+++ SOURCE DOCUMENT +++
AI thrives on the use case, data types and volumes, and knowledge of context. Quantexa, for its part, draws on its market expertise as well as the very best of data science to inform the detection methods in its Platform. This helps users, whatever their level of AI or domain skill, to adopt methodologies appropriate to their need.
Graphs and GenAI
We at Quantexa see GenerativeAI as an extension of traditional AI, part of the Composite AI. In addition, there is a natural alignment between graphs and GenAI, for example in Retrieval Augmented Generation workflows.
In this way, knowledge graphs pass grounded knowledge – organizational truth – through contextualized prompts to the LLM. As we have discussed elsewhere, knowledge graphs can help reduce hallucinations, augment, update and stimulate the pre-trained global knowledge contained in the LLM.
Composite AI in action: The Quantexa Shell Detection model
One particularly pertinent use case, particularly for Government agencies, is Shell Company detection, delivering 97% accuracy for example in the Singapore jurisdiction. It has been successfully deployed in both Financial Services and Government to identify 1000s of productive cases.
+++ INFORMATION +++
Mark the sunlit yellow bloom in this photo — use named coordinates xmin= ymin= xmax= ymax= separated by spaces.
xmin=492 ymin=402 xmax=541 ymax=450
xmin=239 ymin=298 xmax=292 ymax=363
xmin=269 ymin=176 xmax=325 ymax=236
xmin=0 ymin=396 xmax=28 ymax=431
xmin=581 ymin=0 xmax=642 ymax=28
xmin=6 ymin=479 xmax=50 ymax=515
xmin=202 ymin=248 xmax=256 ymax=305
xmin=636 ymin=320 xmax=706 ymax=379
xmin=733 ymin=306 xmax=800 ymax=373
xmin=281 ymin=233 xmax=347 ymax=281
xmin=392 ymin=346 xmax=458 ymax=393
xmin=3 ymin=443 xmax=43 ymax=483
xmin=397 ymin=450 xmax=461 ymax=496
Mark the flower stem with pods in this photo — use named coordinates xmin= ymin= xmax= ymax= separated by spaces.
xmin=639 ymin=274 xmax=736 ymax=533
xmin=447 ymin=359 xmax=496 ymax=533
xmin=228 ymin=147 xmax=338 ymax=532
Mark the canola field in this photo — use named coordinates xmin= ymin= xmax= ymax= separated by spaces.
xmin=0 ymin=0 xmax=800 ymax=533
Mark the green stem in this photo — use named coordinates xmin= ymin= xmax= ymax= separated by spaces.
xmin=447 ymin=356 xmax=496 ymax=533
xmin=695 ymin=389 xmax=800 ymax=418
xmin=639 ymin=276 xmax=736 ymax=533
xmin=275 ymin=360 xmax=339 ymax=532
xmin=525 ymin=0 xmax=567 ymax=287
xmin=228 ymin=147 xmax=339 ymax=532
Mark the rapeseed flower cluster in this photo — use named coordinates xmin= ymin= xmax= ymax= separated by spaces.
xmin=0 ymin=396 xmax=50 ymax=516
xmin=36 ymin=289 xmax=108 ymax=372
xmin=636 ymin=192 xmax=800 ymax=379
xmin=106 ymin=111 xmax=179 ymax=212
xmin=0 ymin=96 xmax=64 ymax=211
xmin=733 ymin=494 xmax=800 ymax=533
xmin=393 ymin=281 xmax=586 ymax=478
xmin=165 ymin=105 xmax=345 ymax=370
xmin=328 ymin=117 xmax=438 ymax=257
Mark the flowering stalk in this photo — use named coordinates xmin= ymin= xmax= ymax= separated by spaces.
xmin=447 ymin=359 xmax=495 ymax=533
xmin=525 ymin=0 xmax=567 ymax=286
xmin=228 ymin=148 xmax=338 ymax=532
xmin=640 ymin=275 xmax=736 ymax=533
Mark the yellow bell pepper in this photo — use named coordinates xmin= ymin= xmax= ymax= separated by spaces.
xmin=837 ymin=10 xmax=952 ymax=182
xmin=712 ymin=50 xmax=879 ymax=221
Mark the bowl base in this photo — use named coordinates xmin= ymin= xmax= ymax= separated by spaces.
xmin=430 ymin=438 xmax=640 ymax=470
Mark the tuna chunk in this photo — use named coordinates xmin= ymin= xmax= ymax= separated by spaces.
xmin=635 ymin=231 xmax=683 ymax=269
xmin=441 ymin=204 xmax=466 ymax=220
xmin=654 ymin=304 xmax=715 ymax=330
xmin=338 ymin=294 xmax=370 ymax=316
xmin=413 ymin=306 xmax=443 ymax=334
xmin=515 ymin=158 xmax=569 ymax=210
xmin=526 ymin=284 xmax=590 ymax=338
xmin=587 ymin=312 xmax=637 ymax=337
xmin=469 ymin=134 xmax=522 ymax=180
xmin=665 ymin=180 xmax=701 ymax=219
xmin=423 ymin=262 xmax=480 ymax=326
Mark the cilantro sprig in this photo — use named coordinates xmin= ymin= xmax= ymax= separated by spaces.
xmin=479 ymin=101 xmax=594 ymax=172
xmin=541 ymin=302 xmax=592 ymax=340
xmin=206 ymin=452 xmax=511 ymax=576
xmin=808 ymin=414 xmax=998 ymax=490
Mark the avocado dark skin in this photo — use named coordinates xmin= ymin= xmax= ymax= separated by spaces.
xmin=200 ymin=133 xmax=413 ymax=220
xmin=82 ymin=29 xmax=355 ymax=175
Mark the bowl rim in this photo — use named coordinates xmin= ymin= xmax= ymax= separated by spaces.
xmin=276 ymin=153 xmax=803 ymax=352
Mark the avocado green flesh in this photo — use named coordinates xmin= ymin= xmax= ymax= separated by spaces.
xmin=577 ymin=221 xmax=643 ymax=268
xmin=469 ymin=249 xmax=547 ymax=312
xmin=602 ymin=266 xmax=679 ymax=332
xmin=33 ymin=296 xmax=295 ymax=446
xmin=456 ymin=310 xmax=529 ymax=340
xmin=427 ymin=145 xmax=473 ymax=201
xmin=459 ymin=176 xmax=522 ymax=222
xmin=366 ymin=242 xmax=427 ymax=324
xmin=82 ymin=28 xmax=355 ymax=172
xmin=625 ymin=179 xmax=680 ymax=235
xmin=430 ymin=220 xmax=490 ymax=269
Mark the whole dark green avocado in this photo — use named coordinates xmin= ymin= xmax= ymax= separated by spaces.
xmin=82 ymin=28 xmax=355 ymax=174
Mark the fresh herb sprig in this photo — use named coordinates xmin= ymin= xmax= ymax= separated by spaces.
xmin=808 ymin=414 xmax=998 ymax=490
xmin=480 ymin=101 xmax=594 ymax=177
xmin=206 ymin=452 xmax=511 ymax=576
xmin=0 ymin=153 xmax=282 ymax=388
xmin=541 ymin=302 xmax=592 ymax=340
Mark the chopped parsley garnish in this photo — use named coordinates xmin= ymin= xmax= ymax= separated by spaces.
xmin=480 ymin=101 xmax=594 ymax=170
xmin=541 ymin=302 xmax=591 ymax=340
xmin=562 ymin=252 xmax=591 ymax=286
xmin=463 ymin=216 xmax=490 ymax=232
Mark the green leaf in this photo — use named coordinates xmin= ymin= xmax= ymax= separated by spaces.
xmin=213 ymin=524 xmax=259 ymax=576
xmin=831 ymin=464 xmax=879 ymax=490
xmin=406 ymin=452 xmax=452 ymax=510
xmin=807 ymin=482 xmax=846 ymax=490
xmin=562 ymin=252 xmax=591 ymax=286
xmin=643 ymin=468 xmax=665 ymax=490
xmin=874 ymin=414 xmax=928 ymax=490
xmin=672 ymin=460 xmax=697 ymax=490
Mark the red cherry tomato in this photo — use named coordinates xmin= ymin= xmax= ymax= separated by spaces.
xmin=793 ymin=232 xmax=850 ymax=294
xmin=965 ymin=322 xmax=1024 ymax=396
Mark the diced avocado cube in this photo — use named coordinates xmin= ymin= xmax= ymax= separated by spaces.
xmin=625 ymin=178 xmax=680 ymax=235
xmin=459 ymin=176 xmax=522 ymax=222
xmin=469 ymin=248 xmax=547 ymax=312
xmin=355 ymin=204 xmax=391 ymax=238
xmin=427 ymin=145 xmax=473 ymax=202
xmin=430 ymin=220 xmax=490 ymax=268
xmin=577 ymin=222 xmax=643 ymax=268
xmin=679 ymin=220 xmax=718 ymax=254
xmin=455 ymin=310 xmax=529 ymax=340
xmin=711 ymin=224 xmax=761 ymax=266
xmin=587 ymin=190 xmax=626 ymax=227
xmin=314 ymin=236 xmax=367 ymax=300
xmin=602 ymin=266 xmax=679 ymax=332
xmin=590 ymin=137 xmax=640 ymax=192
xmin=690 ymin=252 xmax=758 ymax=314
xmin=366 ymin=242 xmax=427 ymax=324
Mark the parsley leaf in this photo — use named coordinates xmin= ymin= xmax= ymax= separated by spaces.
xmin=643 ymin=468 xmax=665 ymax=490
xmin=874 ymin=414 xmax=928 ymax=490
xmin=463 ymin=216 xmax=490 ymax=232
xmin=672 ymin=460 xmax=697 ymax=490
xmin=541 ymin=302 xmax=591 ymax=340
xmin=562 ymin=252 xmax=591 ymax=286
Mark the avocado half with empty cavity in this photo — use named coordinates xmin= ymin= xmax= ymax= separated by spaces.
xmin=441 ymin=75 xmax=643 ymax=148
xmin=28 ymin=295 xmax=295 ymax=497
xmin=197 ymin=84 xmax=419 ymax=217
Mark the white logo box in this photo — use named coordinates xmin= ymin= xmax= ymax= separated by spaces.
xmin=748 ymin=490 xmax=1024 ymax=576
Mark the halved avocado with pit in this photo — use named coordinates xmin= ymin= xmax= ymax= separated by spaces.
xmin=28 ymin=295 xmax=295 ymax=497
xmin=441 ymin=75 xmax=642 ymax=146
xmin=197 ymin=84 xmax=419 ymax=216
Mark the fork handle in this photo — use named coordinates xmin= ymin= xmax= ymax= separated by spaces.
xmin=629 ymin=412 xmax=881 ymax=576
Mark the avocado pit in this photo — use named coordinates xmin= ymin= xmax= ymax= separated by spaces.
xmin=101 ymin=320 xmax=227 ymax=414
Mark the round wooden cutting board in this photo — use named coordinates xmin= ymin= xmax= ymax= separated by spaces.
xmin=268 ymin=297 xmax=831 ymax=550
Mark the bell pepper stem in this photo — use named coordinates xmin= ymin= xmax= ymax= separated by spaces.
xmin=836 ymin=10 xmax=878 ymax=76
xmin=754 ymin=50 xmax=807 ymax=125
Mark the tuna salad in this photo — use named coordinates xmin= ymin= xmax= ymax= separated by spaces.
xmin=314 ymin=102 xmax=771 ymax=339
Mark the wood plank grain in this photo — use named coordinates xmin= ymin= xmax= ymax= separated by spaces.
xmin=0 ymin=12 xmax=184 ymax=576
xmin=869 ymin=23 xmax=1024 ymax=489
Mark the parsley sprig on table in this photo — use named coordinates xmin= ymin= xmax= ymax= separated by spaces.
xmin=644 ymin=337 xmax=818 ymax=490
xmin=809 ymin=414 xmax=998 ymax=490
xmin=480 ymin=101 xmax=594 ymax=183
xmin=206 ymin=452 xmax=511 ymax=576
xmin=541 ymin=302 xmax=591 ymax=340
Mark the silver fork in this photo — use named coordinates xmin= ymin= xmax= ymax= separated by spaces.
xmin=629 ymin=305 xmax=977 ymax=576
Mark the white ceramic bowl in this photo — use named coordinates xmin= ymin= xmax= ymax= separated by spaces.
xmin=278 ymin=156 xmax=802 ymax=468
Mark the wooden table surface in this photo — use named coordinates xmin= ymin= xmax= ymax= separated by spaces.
+++
EXERCISE DETAILS => Write out the stretch of the Quantexa text from "Composite AI in" through "of productive cases.", word for word.

EXERCISE RESPONSE =>
Composite AI in action: The Quantexa Shell Detection model
One particularly pertinent use case, particularly for Government agencies, is Shell Company detection, delivering 97% accuracy for example in the Singapore jurisdiction. It has been successfully deployed in both Financial Services and Government to identify 1000s of productive cases.